What you need to do
[A] List every company or government agency named in the espionage passage about Dongfan Chung that stands before the records.
[B] Resume the espionage passage about Dongfan Chung, starting after its last sentence.

Text segment
The Chinese-born man, Dongfan “Greg” Chung, was the first person to be tried in the United States on charges of economic espionage. According to prosecutors, Chung began spying in the 1970s and continued to amass sensitive documents about a booster rocket fueling system. Despite the fact that Boeing employees were ordered to lock the documents up at the conclusion of each workday, Chung took them home and stacked them throughout his house. In all, the former engineer had a total of 300,000 pages of sensitive material, concerning aerospace and defense technologies.

Chung, 74, is believed to have passed some of this information to China, although it is not clear how much knowledge he may have provided to his native country. Chung became a nationalized U.S. citizen in the 1970s, shortly before beginning his employ with Rockwell International, which later purchased Boeing.

Chung worked first for Rockwell and then for Boeing as a stress analyst, and he had a high level of clearance. After the FBI began investigating him, in 2006, he was fired from his position as a consultant at Boeing.

According to court documents, FBI agents found information in Chung’s house about a $16 million fueling system for the Delta IV booster rocket, which helps launch manned space vehicles, as well as documents about the technology for an antenna which would be used on the space shuttle.

Items
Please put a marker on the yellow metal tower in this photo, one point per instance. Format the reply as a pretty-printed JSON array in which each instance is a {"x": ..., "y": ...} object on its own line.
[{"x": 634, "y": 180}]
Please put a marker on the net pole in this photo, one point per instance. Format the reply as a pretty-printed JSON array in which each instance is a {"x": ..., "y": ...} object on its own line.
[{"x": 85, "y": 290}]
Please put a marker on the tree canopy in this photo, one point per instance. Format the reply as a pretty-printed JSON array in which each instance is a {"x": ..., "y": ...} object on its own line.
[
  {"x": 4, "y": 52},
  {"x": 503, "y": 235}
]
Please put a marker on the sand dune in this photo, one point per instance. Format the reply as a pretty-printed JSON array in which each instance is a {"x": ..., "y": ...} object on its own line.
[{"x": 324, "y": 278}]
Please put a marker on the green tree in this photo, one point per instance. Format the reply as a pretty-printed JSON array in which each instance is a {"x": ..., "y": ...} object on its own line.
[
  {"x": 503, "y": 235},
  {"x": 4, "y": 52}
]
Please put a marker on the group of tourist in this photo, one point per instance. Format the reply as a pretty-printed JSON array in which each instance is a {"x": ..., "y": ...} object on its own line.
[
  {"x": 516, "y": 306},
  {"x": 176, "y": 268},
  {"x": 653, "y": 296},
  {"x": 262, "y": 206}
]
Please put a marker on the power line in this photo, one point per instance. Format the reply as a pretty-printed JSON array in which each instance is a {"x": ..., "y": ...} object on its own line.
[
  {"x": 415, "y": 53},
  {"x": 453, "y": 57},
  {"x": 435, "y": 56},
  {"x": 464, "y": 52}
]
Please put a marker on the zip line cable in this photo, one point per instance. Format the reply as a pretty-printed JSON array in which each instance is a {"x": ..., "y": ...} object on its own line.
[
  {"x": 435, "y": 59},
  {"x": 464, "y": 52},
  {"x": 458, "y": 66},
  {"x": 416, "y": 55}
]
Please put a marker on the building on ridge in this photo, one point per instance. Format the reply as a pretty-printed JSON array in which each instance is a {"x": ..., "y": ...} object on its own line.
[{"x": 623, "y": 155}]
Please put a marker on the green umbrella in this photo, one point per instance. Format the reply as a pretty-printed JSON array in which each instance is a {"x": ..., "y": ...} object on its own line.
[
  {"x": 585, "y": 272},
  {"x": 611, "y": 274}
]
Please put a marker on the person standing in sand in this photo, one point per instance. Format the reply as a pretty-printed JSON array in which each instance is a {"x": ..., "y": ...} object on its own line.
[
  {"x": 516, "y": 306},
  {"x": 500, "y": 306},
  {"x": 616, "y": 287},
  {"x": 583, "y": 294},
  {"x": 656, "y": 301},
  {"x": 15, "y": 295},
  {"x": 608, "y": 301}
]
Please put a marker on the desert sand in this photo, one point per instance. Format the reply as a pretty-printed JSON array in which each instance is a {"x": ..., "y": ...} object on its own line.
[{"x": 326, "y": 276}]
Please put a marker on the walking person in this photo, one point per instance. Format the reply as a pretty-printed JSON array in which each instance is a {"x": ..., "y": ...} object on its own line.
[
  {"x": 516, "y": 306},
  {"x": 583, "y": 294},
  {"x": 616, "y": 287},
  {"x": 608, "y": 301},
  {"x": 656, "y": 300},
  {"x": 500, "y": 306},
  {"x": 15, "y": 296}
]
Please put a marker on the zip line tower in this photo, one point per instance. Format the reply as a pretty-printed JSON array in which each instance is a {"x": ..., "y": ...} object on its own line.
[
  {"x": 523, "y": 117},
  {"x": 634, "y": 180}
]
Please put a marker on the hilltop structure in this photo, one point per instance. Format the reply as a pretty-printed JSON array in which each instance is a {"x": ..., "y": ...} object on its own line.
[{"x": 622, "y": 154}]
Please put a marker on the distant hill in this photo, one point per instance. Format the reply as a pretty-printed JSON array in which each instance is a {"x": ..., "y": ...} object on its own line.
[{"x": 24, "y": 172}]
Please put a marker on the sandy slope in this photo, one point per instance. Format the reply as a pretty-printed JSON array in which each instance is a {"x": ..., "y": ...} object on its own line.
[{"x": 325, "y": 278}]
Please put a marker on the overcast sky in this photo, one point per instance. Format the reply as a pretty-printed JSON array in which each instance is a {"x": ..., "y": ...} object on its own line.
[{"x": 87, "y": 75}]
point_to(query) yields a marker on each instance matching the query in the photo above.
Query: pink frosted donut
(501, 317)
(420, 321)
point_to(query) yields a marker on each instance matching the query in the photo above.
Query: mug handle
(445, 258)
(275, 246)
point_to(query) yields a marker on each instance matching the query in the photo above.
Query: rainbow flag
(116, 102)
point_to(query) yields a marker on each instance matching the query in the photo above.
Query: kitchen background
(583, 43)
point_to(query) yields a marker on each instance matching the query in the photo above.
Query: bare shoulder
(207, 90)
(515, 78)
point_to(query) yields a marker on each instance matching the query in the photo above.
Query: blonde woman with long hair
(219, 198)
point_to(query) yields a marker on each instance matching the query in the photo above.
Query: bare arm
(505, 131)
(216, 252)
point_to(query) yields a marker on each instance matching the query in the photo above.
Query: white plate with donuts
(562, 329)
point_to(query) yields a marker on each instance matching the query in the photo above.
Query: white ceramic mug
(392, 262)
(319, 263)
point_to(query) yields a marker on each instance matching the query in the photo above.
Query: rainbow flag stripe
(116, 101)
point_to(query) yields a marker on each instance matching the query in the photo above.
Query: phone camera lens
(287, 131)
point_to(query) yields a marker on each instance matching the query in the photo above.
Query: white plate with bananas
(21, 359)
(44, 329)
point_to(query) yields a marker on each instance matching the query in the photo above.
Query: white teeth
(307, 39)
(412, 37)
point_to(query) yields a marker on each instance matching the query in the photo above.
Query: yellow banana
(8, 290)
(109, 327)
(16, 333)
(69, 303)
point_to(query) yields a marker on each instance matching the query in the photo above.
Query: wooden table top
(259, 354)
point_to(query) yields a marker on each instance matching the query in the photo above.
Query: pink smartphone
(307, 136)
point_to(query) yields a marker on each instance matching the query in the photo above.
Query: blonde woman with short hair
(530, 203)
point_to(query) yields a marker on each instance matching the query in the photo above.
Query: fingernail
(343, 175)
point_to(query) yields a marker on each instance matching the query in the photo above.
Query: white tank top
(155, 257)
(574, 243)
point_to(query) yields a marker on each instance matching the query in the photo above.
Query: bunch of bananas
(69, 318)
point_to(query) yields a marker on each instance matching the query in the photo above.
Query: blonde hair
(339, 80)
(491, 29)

Outputs for the tasks
[A] Boeing, Rockwell International, FBI

[B]
China is in the process of developing a space laboratory and a larger, permanent space station. The Chinese government has used docking technologies imported from Russia, so that their spacecraft will be compatible with the International Space Station.

Chung, whose defense in the non-jury trial included the assertion that he was merely a “pack rat,” did admit to violating Boeing policy by bringing home the sensitive documents, but also claimed that he had not broken any laws. Prosecutors had requested a 20-year sentence—meant in part to send a strong message to other spies—but the judge in the case, U.S. District Judge Cormac J. Carney, cited Chung’s poor health and advanced age as he meted out the lesser sentence of 15 years and eight months.

Chung had been convicted in July 2009 on six counts of economic espionage and other federal charges. His activities first came to the attention of investigators who were looking into another suspected Chinese spy, Chi Mak, who was later convicted of conspiracy to export U.S. defense technology to China and sentenced to 24 years in prison.